■ **ZITIERTER ABSCHNITT**
━━━━━━━━━━━━━━━━
Die GKN-Beschäftigten organisierten sofort eine ständige Versammlung, die das Werk nun schon seit fast zwei Jahren verteidigt. Von der besetzten Fabrik aus organisieren sich die GKN-Beschäftigten nicht nur, um ihre Arbeitsplätze zu verteidigen, sondern auch, um eine umfassendere Vision eines ökologischen Übergangs von unten zu kommunizieren, die ihre Vorstellung von einer Erneuerung des Automobilsektors widerspiegelt. Mit ihren direkten Aktionen werfen sie die Frage auf, welche Rolle die Arbeiter*innenklasse beim ökologischen Wandel spielen kann und muss.

In diesem Zusammenhang könnte argumentiert werden, dass Italien einen besonderen Kontext für solche Überlegungen und Kämpfe bietet, denn seit den 1980er Jahren werden Betriebsübernahmen von Arbeiter*innen durch das so genannte Marcora-Gesetz von 1985 geregelt, das es Arbeitnehmer*innen von Unternehmen in der Krise ermöglicht, das Firmeneigentum in Form einer Genossenschaft zurückzugewinnen. Heute wird diese besondere Form als die beste Möglichkeit angesehen, der “Belagerung” der Arbeiter*innen zu begegenen, da sie Zugang zu bürokratischen Erleichterungen, subventionierten Krediten und Unterstützung bei der Erstellung von Geschäftsplänen bietet.
━━━━━━━━━━━━━━━━
■ **KURZAUFTRAG**
Extrahiere den obigen Text über die Fabrikbesetzung bei GKN vollständig und wortgetreu.

Extrahierte Einträge
━━━━━━━━━━━━━━━━
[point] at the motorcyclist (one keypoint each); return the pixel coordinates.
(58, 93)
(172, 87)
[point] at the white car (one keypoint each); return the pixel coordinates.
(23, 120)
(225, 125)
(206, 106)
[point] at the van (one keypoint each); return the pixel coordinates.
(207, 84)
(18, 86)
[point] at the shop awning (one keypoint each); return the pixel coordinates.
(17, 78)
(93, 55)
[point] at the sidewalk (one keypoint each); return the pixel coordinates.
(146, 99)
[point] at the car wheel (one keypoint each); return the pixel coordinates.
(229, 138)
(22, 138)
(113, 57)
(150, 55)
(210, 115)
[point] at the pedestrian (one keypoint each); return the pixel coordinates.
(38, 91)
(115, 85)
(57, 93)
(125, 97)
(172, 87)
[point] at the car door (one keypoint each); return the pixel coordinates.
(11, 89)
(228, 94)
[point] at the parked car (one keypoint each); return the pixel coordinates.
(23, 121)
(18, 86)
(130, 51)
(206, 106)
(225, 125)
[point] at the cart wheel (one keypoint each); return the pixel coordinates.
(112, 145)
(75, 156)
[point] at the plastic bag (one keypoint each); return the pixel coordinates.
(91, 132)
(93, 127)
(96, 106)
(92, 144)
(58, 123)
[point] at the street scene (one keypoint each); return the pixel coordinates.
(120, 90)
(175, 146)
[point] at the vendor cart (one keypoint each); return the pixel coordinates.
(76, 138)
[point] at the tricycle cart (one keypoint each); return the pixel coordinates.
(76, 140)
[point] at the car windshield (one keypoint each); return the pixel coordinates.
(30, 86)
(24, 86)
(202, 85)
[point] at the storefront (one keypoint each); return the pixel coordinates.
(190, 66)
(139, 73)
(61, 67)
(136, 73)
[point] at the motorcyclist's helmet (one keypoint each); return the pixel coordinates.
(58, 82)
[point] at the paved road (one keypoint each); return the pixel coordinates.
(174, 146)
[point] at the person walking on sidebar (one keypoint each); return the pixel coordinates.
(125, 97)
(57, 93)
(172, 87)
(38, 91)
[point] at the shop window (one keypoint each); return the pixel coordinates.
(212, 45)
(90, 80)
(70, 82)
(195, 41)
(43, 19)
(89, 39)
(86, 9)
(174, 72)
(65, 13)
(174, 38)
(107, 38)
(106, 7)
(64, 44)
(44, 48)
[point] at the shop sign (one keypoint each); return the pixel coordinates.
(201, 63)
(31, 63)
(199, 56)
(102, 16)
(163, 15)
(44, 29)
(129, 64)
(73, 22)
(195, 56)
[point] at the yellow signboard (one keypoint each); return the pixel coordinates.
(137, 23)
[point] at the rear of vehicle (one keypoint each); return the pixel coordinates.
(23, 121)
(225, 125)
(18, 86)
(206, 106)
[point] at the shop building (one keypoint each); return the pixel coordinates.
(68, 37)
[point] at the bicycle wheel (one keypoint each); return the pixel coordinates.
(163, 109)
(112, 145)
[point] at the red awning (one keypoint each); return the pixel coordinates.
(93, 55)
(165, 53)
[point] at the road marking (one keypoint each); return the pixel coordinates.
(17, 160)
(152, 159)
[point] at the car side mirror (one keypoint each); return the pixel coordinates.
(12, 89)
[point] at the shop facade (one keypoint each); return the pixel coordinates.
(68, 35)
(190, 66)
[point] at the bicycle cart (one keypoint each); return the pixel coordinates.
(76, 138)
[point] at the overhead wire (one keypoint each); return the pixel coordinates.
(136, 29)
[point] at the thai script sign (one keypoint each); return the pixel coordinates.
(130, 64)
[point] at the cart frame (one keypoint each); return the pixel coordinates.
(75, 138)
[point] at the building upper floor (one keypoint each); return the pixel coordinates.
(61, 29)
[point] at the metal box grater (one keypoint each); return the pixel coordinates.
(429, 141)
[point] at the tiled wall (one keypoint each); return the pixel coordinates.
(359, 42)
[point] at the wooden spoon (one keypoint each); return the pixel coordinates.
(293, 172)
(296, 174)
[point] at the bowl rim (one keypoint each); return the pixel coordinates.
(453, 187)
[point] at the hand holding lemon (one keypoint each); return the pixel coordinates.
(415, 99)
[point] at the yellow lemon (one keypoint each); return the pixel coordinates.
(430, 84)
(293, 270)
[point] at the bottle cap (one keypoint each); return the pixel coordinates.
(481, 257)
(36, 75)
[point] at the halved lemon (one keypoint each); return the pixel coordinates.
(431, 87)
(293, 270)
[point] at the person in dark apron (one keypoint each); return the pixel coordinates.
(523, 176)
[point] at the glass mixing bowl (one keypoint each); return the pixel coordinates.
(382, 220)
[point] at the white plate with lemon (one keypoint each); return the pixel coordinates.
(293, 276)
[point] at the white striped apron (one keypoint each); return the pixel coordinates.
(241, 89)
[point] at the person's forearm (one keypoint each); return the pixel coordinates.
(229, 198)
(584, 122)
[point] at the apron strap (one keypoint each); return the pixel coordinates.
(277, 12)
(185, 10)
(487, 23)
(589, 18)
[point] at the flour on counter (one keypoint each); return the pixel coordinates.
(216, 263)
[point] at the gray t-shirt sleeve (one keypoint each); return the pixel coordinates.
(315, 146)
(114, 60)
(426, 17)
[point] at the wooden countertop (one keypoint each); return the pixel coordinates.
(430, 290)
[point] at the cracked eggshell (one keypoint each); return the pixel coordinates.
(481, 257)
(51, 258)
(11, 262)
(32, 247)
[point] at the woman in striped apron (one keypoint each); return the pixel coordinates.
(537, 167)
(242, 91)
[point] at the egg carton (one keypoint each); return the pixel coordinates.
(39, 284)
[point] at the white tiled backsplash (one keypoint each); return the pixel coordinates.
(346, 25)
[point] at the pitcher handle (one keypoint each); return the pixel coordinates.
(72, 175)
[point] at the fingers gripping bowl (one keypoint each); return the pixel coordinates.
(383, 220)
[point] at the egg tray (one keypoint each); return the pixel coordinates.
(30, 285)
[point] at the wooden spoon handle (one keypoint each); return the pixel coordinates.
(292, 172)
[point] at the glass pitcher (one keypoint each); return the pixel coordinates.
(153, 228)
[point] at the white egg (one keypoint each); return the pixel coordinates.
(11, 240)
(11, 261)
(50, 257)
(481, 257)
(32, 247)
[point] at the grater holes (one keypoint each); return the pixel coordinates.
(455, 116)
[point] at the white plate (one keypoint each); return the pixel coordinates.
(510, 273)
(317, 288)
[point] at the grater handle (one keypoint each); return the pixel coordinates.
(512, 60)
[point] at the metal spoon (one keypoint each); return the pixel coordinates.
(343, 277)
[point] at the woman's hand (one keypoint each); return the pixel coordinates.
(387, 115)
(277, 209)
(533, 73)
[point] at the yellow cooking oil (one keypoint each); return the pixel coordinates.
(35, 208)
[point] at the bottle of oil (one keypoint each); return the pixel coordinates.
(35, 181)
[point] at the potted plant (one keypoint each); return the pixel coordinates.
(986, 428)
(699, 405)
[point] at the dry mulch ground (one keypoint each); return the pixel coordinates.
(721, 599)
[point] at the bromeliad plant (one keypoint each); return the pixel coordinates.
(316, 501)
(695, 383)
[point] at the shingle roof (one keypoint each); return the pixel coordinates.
━━━━━━━━━━━━━━━━
■ **LÖSUNG DER AUFGABE**
Die GKN-Beschäftigten organisierten sofort eine ständige Versammlung, die das Werk nun schon seit fast zwei Jahren verteidigt. Von der besetzten Fabrik aus organisieren sich die GKN-Beschäftigten nicht nur, um ihre Arbeitsplätze zu verteidigen, sondern auch, um eine umfassendere Vision eines ökologischen Übergangs von unten zu kommunizieren, die ihre Vorstellung von einer Erneuerung des Automobilsektors widerspiegelt. Mit ihren direkten Aktionen werfen sie die Frage auf, welche Rolle die Arbeiter*innenklasse beim ökologischen Wandel spielen kann und muss.

In diesem Zusammenhang könnte argumentiert werden, dass Italien einen besonderen Kontext für solche Überlegungen und Kämpfe bietet, denn seit den 1980er Jahren werden Betriebsübernahmen von Arbeiter*innen durch das so genannte Marcora-Gesetz von 1985 geregelt, das es Arbeitnehmer*innen von Unternehmen in der Krise ermöglicht, das Firmeneigentum in Form einer Genossenschaft zurückzugewinnen. Heute wird diese besondere Form als die beste Möglichkeit angesehen, der “Belagerung” der Arbeiter*innen zu begegenen, da sie Zugang zu bürokratischen Erleichterungen, subventionierten Krediten und Unterstützung bei der Erstellung von Geschäftsplänen bietet.